### TASK TO COMPLETE
Reproduce exactly the lines from the one that holds "For each instance of the girl's outstretched" through the last line of the entries, both ends included, but not the pictures.

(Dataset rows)
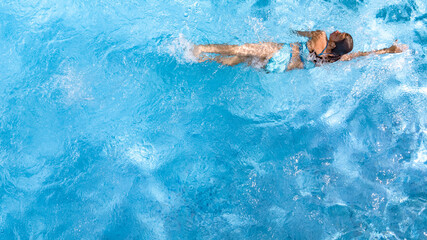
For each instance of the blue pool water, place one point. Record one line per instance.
(108, 129)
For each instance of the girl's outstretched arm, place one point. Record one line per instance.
(395, 48)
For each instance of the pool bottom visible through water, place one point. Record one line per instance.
(110, 130)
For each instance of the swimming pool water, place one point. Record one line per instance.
(109, 130)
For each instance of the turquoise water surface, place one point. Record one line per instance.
(110, 130)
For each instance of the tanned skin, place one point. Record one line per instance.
(262, 52)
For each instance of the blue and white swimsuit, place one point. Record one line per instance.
(280, 60)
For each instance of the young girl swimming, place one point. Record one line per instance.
(280, 57)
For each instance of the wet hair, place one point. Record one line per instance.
(341, 47)
(344, 46)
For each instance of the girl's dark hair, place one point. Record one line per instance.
(341, 47)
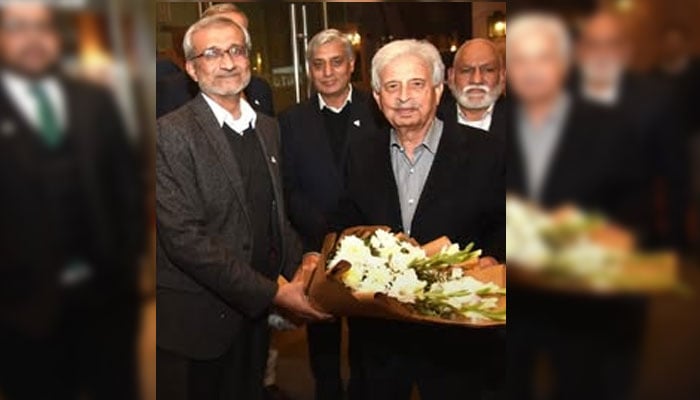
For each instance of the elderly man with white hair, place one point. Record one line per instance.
(426, 179)
(563, 149)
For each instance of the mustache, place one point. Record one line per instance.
(483, 88)
(405, 105)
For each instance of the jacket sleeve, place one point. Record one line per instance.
(182, 232)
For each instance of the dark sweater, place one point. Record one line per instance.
(261, 205)
(336, 125)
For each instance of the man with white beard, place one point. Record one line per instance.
(648, 108)
(477, 81)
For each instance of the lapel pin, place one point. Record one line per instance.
(7, 128)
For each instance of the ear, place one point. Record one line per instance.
(438, 92)
(352, 65)
(189, 67)
(377, 98)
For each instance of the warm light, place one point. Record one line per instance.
(355, 38)
(624, 5)
(499, 26)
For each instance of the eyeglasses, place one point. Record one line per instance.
(214, 54)
(23, 27)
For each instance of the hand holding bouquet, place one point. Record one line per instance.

### THE OUTPUT
For each instance of the girl's outstretched arm, place one point. Record one line per instance.
(395, 48)
For each instance of the pool bottom visible through water, place one point. Record one line per instance.
(110, 130)
For each instance of the swimming pool water, place one point. Record one line per instance.
(109, 130)
For each instance of the turquoise water surface, place one point. Record one line per instance.
(110, 130)
For each instance of the tanned skin, place one point. Record one line per instance.
(262, 52)
For each instance of the blue and white swimsuit, place one point. Record one line per instance.
(280, 60)
For each instance of the young girl swimming, place one point. Record one line per instance.
(280, 57)
For each instance of the wet hair, place one point. Record one line per instance.
(341, 47)
(344, 46)
For each instance of the girl's dark hair, place one point. Record one line per instance.
(341, 47)
For each instance of the elderly man with white hair, place one point. Record one line per instance.
(426, 179)
(563, 149)
For each instance of the mustache, place one point. Record one line per instance.
(483, 88)
(405, 105)
For each instance of the jacket sleeve, place one point. Record one line per instance.
(182, 232)
For each instance of the dark sweater, place one point. Record one line per instance.
(261, 205)
(336, 125)
For each instance of the man with white beard, place one point. Record one line per instance.
(648, 108)
(477, 81)
For each instance of the lapel pin, place one point. Record one line per instance.
(7, 128)
For each instance of the ear, place one point. Record one line per instance.
(438, 92)
(352, 65)
(189, 67)
(377, 98)
For each instance of the warm light, place one point. Record one line per instance.
(355, 38)
(624, 5)
(499, 26)
For each instance of the eyeglasses, place one point. Record one line per instance.
(214, 54)
(23, 27)
For each instance of the hand holding bouquet, place one point. Record one line per instance.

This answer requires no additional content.